WHAT THE TASK ASKS → Report how many lines in the items below contain the string "detection", with case counting. Give only the number.

++++ DATASET CONTENT ++++

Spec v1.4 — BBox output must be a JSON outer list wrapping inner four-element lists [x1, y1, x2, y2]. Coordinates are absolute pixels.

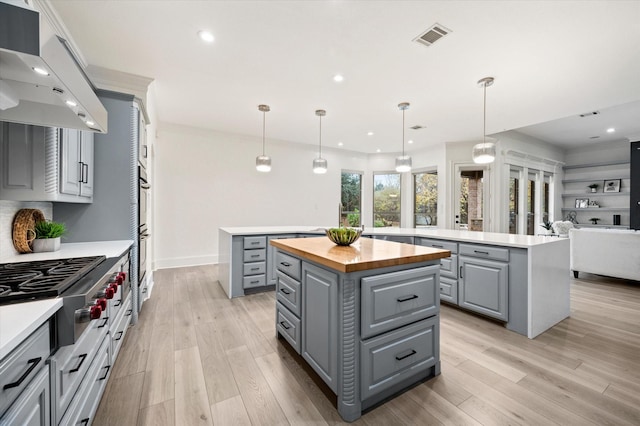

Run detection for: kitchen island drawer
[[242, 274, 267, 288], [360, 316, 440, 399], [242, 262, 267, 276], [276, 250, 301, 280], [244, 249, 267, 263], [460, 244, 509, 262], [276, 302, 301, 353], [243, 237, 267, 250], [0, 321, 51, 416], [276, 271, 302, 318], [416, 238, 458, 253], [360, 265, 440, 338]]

++++
++++ DATASET CONTENT ++++

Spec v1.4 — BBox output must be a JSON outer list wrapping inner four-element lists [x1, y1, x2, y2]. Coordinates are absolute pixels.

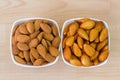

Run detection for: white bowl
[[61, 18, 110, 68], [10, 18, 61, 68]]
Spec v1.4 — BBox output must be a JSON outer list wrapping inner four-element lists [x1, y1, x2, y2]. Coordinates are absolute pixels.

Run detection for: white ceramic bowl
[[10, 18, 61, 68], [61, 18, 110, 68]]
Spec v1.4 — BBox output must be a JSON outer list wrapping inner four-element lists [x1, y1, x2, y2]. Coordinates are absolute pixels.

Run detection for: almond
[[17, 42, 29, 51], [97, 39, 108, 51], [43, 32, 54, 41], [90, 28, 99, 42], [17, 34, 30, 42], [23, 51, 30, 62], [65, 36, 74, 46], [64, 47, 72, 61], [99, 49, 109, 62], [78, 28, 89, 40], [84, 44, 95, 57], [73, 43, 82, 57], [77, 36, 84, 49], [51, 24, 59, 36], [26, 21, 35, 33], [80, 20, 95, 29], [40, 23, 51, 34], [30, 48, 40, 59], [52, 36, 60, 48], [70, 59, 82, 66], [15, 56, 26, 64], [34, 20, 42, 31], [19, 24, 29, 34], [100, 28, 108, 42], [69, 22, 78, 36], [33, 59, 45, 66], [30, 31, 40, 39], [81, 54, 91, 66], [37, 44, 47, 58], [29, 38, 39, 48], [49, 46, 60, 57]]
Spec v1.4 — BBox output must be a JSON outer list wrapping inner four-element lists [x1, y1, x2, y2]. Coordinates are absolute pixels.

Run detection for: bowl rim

++++

EXERCISE RESPONSE → 5